Problem description: This exercise calls for copying every line below that holds the word "wing".

Start of Data shown

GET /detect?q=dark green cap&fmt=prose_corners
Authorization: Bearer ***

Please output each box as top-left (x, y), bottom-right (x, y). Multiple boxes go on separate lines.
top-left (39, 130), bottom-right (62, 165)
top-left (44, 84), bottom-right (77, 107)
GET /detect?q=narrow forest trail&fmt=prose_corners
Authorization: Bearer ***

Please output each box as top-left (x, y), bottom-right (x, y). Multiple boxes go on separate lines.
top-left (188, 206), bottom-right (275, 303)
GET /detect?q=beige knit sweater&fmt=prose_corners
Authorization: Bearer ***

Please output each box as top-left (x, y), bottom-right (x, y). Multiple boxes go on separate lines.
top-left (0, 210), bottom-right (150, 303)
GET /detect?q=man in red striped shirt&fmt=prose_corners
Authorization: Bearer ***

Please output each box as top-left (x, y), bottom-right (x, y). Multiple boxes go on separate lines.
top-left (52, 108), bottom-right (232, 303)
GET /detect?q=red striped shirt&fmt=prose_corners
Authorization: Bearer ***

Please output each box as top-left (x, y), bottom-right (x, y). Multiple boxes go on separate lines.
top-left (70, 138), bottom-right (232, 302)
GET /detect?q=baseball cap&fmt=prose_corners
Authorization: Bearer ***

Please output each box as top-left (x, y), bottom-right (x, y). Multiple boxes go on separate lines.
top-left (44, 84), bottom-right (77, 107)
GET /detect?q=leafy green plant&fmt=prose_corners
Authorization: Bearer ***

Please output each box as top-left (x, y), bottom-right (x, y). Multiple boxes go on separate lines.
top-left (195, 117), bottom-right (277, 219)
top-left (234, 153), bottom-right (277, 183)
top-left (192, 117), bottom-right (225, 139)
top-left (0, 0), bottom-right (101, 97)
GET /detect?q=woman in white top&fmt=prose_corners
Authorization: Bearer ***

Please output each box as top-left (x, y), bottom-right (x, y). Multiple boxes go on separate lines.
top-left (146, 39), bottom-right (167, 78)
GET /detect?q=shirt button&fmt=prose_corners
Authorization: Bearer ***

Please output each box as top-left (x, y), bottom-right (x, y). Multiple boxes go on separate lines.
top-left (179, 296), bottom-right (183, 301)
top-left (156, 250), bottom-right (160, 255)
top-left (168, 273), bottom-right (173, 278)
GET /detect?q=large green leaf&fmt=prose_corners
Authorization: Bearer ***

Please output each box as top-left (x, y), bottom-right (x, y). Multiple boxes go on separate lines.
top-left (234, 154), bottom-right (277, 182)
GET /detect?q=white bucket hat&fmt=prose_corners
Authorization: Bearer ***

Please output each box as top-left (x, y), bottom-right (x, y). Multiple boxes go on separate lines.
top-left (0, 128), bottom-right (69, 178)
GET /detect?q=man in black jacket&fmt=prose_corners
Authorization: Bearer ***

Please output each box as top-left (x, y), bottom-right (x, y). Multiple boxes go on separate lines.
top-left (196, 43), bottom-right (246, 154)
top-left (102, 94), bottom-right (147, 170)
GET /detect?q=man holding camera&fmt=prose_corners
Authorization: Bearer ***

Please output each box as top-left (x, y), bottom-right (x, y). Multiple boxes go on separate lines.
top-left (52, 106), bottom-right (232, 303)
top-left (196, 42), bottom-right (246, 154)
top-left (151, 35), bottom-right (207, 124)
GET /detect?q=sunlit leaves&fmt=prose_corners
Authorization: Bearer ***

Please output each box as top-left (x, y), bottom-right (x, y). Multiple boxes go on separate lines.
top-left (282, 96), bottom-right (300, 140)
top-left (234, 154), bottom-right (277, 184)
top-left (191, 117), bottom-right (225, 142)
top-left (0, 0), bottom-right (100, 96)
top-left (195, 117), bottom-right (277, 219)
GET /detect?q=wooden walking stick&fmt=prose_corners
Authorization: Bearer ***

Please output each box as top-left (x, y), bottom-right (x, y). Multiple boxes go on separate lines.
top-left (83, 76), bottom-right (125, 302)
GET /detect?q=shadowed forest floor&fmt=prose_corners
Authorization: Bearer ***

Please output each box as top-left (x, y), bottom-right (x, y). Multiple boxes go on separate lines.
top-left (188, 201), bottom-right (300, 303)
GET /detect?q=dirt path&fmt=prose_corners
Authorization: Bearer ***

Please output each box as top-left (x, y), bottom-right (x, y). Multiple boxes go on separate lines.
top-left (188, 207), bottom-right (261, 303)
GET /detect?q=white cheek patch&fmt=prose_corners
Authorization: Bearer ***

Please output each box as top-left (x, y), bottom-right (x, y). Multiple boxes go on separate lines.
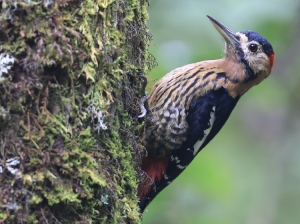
top-left (246, 53), bottom-right (270, 74)
top-left (193, 106), bottom-right (216, 156)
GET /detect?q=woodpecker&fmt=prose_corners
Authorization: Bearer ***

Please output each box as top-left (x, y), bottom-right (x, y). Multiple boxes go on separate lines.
top-left (138, 16), bottom-right (275, 212)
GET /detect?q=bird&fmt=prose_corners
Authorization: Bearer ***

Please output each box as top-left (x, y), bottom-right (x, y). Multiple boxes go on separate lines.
top-left (137, 15), bottom-right (275, 212)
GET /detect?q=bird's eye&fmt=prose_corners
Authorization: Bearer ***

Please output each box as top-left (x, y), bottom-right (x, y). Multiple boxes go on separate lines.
top-left (249, 44), bottom-right (258, 52)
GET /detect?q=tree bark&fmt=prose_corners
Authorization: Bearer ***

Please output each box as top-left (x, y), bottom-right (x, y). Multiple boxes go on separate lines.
top-left (0, 0), bottom-right (155, 223)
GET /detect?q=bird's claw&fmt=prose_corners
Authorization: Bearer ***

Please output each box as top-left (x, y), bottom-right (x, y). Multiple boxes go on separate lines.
top-left (137, 73), bottom-right (151, 118)
top-left (138, 96), bottom-right (148, 118)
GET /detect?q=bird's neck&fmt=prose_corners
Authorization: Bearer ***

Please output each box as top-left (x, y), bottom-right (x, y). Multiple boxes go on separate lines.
top-left (210, 58), bottom-right (246, 82)
top-left (212, 58), bottom-right (269, 98)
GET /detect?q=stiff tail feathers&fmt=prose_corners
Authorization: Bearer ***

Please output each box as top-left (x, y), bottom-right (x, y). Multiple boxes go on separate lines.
top-left (137, 154), bottom-right (169, 212)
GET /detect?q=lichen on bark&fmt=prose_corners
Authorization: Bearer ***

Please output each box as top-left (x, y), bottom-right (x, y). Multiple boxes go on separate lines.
top-left (0, 0), bottom-right (156, 223)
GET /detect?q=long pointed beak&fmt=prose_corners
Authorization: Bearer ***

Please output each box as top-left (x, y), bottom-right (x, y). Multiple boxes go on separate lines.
top-left (207, 15), bottom-right (240, 46)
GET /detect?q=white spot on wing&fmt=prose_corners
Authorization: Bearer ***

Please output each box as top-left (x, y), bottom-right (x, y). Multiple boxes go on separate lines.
top-left (174, 156), bottom-right (180, 163)
top-left (177, 164), bottom-right (187, 169)
top-left (164, 173), bottom-right (169, 179)
top-left (193, 106), bottom-right (216, 156)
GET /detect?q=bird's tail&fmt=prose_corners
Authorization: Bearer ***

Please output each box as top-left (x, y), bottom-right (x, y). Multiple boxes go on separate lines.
top-left (138, 195), bottom-right (152, 213)
top-left (137, 154), bottom-right (169, 212)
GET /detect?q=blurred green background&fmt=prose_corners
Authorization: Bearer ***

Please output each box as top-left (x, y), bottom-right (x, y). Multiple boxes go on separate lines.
top-left (142, 0), bottom-right (300, 224)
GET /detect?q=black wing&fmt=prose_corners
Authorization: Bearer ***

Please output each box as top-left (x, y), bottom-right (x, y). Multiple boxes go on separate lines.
top-left (139, 88), bottom-right (239, 211)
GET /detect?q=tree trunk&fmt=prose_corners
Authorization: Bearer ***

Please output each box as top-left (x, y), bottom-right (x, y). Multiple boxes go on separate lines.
top-left (0, 0), bottom-right (155, 223)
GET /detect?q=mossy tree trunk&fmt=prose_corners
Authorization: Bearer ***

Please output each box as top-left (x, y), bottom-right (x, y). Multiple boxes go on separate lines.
top-left (0, 0), bottom-right (155, 223)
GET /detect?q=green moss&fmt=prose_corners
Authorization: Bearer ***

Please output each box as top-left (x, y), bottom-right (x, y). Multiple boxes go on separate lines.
top-left (0, 0), bottom-right (154, 223)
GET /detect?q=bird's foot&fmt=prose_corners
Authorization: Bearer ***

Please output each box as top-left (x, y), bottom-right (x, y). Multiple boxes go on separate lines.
top-left (138, 96), bottom-right (148, 118)
top-left (137, 73), bottom-right (151, 118)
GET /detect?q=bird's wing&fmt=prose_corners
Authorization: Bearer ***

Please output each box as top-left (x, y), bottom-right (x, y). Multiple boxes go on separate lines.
top-left (139, 63), bottom-right (240, 211)
top-left (144, 62), bottom-right (229, 155)
top-left (140, 88), bottom-right (239, 211)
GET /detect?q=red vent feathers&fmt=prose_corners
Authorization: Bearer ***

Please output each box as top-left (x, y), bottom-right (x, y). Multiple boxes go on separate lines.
top-left (138, 154), bottom-right (169, 197)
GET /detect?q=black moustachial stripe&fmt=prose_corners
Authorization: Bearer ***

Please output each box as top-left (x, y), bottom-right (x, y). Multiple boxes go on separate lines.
top-left (235, 44), bottom-right (256, 82)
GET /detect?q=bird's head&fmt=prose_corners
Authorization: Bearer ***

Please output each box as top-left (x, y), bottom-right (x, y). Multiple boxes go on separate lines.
top-left (207, 15), bottom-right (275, 83)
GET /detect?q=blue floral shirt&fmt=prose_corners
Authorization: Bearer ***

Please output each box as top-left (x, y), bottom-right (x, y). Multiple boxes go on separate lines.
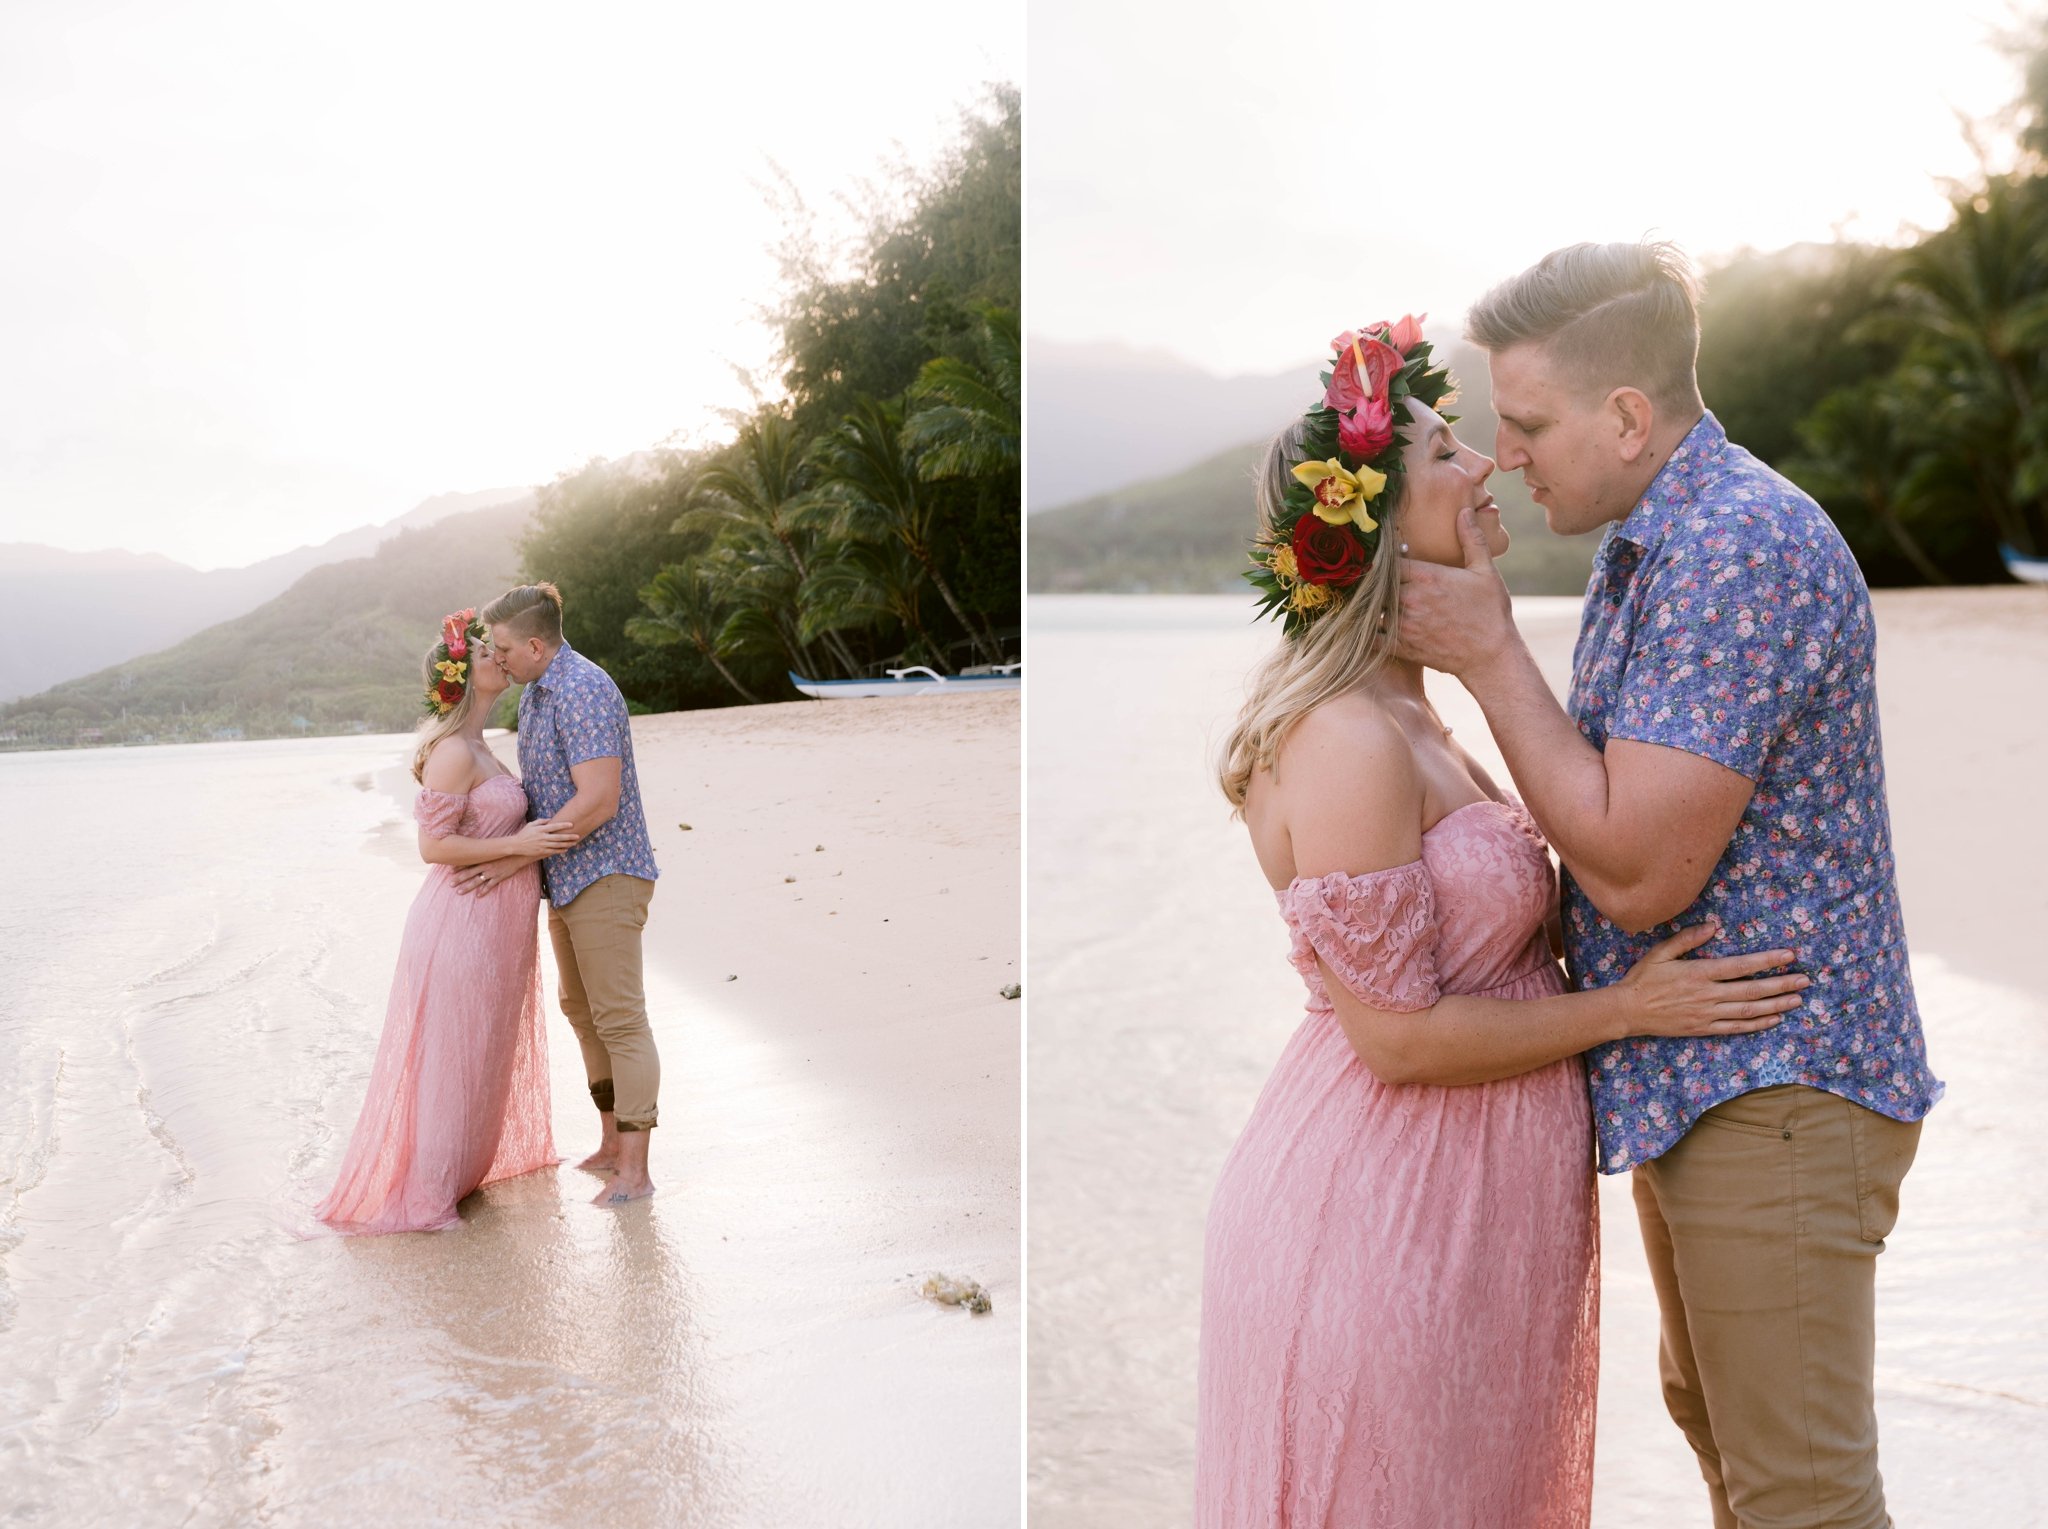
top-left (1565, 413), bottom-right (1942, 1173)
top-left (515, 642), bottom-right (659, 909)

End of Data shown

Solution:
GET /detect?q=white spot on wing&fmt=prose_corners
GET /detect?q=black wing&fmt=prose_corners
GET /detect?q=bird's wing&fmt=prose_corners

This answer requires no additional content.